WHAT YOU NEED TO DO
Across the entries that follow, count the lines with the string "instance" and reply with that count alone.
------ RECORDS FOR THE TASK ------
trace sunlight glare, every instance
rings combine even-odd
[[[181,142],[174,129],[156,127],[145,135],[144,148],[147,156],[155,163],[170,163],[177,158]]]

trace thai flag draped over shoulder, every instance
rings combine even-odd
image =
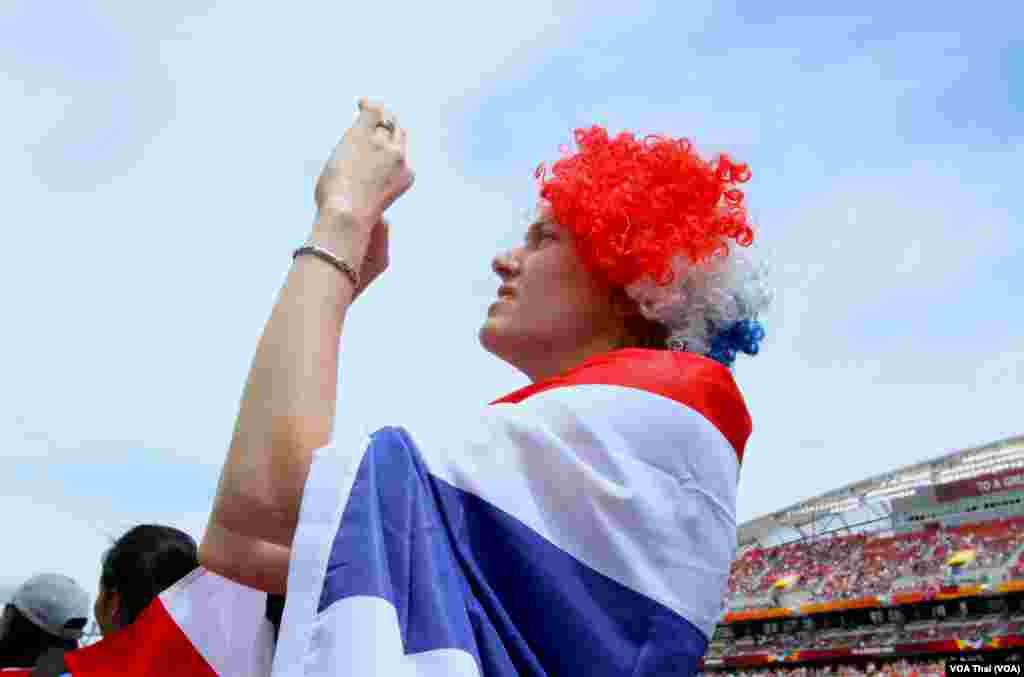
[[[273,674],[693,674],[736,548],[729,371],[623,350],[316,455]]]
[[[697,672],[751,431],[728,369],[620,350],[447,423],[315,454],[276,647],[267,595],[200,568],[73,677]]]
[[[267,595],[202,567],[134,623],[64,657],[72,677],[265,677],[273,656]]]
[[[72,677],[266,677],[274,641],[266,609],[266,593],[200,567],[134,623],[64,654],[63,663]],[[0,674],[57,677],[64,670],[46,664]]]

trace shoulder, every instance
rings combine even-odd
[[[724,365],[694,353],[627,348],[595,355],[557,378],[531,384],[495,403],[520,402],[547,390],[579,385],[634,388],[673,400],[710,421],[737,458],[743,458],[752,431],[743,395]]]
[[[674,400],[697,389],[732,393],[742,400],[732,373],[722,364],[694,353],[628,348],[584,361],[566,375],[576,382],[601,382],[642,388]]]
[[[629,356],[632,371],[644,375],[638,387],[669,397],[694,409],[710,421],[736,450],[743,452],[753,432],[746,400],[729,369],[711,358],[694,353],[646,350],[648,355]]]

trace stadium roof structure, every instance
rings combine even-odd
[[[762,544],[770,534],[782,530],[795,530],[801,537],[811,538],[836,523],[849,528],[844,514],[855,510],[881,520],[891,516],[892,500],[912,496],[923,488],[1021,467],[1024,435],[954,451],[756,517],[738,527],[738,545]]]

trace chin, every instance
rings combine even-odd
[[[495,318],[488,318],[480,331],[477,332],[477,339],[484,350],[497,357],[499,360],[511,362],[519,352],[518,344],[521,337],[508,331],[508,327],[502,327],[501,323],[495,322]]]
[[[486,320],[483,326],[480,327],[480,331],[477,332],[477,340],[480,341],[480,345],[483,349],[489,353],[498,355],[497,346],[501,342],[498,336],[498,330],[490,319]],[[498,355],[500,357],[500,355]]]

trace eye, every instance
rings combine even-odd
[[[536,239],[537,243],[540,244],[541,242],[544,242],[546,240],[556,240],[558,238],[555,236],[554,233],[552,233],[549,230],[540,230],[540,231],[537,231],[537,235],[536,235],[535,239]]]
[[[534,226],[526,234],[526,244],[531,247],[539,247],[545,240],[557,240],[558,234],[555,233],[551,228],[545,228],[543,226]]]

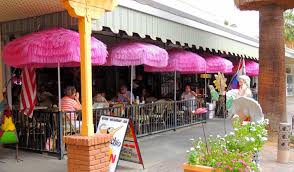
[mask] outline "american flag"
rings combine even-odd
[[[22,89],[20,93],[20,111],[33,116],[35,104],[37,102],[36,72],[34,68],[24,68],[21,73]]]

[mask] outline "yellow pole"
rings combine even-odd
[[[81,48],[82,136],[94,135],[92,110],[91,19],[99,19],[117,5],[116,0],[61,0],[72,17],[78,18]]]
[[[82,136],[94,135],[92,110],[91,17],[80,17]]]

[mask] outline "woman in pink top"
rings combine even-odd
[[[75,113],[75,111],[82,109],[79,97],[75,87],[68,86],[65,89],[65,96],[61,99],[61,111],[66,113],[67,120],[70,120],[75,128],[80,126],[80,121],[76,121],[77,115]]]

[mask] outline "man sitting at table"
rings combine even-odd
[[[117,102],[123,102],[123,103],[131,103],[131,97],[132,100],[134,101],[134,95],[131,94],[130,91],[128,91],[127,86],[123,85],[119,89],[119,93],[117,95]]]

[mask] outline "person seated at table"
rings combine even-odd
[[[61,99],[61,111],[66,113],[67,122],[75,128],[80,127],[80,121],[77,121],[76,111],[82,109],[82,105],[79,101],[79,93],[76,91],[75,87],[68,86],[65,89],[65,96]]]
[[[142,97],[143,89],[145,89],[145,84],[143,81],[143,75],[137,74],[136,79],[134,80],[133,92],[135,96]]]
[[[151,103],[155,102],[157,99],[154,96],[152,96],[151,92],[148,89],[144,88],[142,90],[141,100],[145,101],[146,103]]]
[[[39,106],[52,107],[54,96],[46,90],[45,86],[40,87],[40,91],[37,93]]]
[[[131,103],[131,98],[134,101],[134,95],[131,94],[130,91],[128,91],[127,86],[122,85],[119,89],[119,93],[117,94],[116,101],[117,102],[123,102],[123,103]]]
[[[105,93],[97,93],[93,98],[93,108],[105,108],[109,107],[109,103],[105,98]]]
[[[196,92],[192,91],[191,86],[189,84],[187,84],[185,86],[185,91],[181,95],[181,99],[182,100],[194,100],[194,99],[196,99],[197,96],[198,96],[198,94]]]

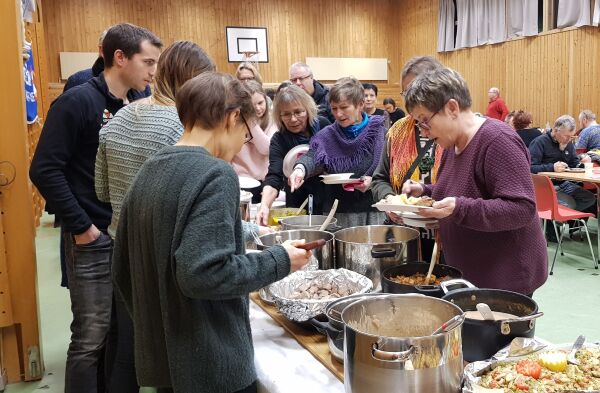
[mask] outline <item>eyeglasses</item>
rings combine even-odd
------
ANSWER SECTION
6